Begin Given data
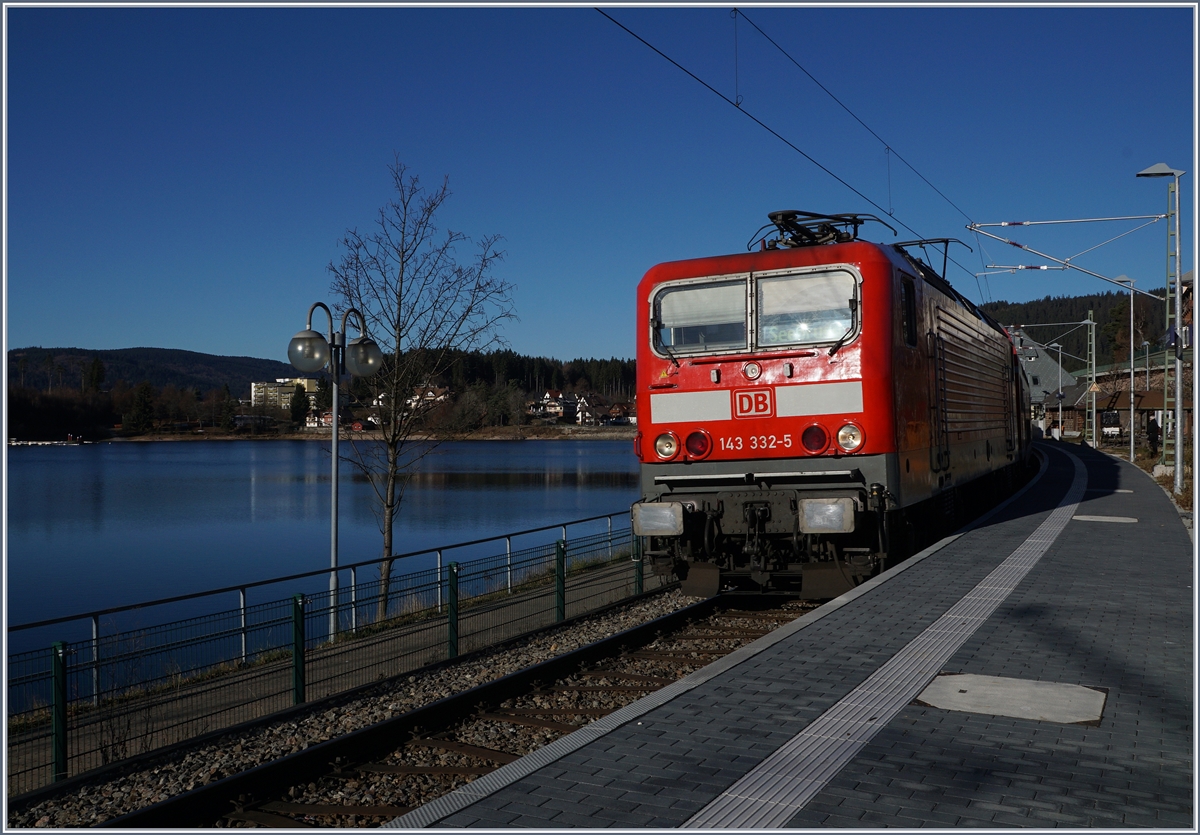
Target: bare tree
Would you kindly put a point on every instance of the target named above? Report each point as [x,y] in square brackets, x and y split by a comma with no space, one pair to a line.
[423,306]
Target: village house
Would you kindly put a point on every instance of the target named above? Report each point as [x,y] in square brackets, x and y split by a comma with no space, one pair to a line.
[277,395]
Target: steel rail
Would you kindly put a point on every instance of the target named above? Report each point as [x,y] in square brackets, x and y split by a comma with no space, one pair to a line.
[211,802]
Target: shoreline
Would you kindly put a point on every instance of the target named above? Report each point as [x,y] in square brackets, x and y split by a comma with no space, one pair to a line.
[513,433]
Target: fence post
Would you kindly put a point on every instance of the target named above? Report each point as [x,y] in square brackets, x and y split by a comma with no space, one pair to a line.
[639,572]
[354,600]
[439,581]
[559,581]
[59,710]
[241,606]
[453,610]
[95,660]
[298,649]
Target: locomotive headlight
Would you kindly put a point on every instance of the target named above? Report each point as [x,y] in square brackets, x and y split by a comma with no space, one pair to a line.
[827,516]
[666,445]
[850,437]
[657,518]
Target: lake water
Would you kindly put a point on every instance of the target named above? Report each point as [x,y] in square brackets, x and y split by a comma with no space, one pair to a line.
[112,524]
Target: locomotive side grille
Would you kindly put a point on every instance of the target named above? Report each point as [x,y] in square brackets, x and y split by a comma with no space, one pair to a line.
[975,370]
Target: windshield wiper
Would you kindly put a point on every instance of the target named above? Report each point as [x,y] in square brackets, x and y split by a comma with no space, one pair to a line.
[850,331]
[657,324]
[841,341]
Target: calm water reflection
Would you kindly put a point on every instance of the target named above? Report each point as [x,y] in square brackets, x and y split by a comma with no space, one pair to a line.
[112,524]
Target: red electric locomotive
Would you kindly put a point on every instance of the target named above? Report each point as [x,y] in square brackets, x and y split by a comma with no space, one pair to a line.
[813,410]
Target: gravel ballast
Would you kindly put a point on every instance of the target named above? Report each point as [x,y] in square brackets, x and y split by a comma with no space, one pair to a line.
[184,770]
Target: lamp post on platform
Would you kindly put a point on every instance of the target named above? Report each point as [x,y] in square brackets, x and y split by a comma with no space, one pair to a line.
[1146,346]
[1060,388]
[310,352]
[1163,169]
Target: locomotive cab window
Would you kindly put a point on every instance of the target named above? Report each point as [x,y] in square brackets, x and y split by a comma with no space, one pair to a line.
[701,318]
[808,307]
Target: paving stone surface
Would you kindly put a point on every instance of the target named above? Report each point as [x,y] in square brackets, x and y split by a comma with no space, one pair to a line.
[1108,606]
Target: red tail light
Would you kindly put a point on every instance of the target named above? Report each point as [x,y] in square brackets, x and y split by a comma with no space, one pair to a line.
[699,444]
[815,439]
End Given data
• _Instructions to follow_
All of the lines above should be retyped precisely, apart from the pictures.

• _Full solution_
Target: bare tree
Would you kindly put a point on every instance of the target named above? Report each point as [x,y] in square brackets, x and y split by a comma with no space, one pair to a line.
[423,306]
Target: village house
Would you kindly put a point on every instance of the target named above? Report each point as [x,y] in square brackets, x and y split by a comma with no space, one pair to a line.
[277,395]
Target: steel rail
Would you kindly put a point on every instance of the target named above? Report each point as [x,y] in square brackets, x and y split by a comma with no space, one pair to a line.
[211,802]
Target: shoreline
Would you kindly put a point on every instance of the target named above? Report each point as [x,y] in square brackets, x and y split by a comma with no space, one pair to a line.
[513,433]
Target: fence post
Would you kindly put a point on every instance of the target named above? Report each point as [x,y] in square brackets, x and y split by a comma with no space, one pair to a line.
[639,572]
[354,600]
[439,581]
[559,581]
[59,710]
[241,606]
[453,610]
[95,660]
[298,649]
Target: locomotive headlight
Would you kindly put a point on every instance of the target named above? Report each point as [x,y] in square brackets, x and y split by a comma with no space, one pair to a line.
[827,516]
[666,445]
[850,437]
[657,518]
Target: lake water
Would you kindly put a point on every instance of the target named above? Report each point as [x,y] in square brackets, x and y split by a comma with no space, one pair to a line.
[112,524]
Target: locomotive side grille
Would you kindly put a point on every instance of the target named above? Report each point as [x,y] in square brackets, x and y split by a comma with no space, one pair to a line.
[975,370]
Target: windshield wiper
Would you kindly put a point on every instance of the target named above? Report each point as [x,y] in square brackets, x and y split by a comma with no space, one pair to a line.
[850,331]
[657,324]
[841,341]
Target: calm water reflection
Would you kindly put a point on every instance of the target named above? Report each point as [x,y] in square brackets, x and y split by a comma with no space, one pair to a line.
[112,524]
Target: red electric locomotive
Would you kindly put a point on every instance of the target named above? Report each point as [x,y] in square brackets, x and y split by a comma with no space, one pair to a line.
[813,410]
Target: gravel ballast
Would you kindly put a point on every instance of the target named above? Report each point as [x,y] in square brackets, x and y split by a comma with no space, one pair to a line.
[184,770]
Target: lamp post on platform
Would you kindly put a point on every instance of the target named above? Report each point as [x,y] in square brackets, x and y split by a comma with no space, one pair to a line.
[1146,346]
[1060,388]
[310,352]
[1163,169]
Target: locomotive cab window
Would you kindly put a point on every instance of the target named above? Report each point as [x,y] in square brackets, x and y split by a comma with no space, one pair to a line.
[701,318]
[808,307]
Target: paving stone surface
Would you kindly put a point on every instance of the target named above? Report each point as [x,y] in square brackets, x and y split by a comma with no space, one pair to a line.
[1108,606]
Target: red tail light
Would you kindly put a point on every instance of the target named above? Report each point as [x,y] in square brackets, x and y split by a comma with no space, one pair to a line.
[699,444]
[815,439]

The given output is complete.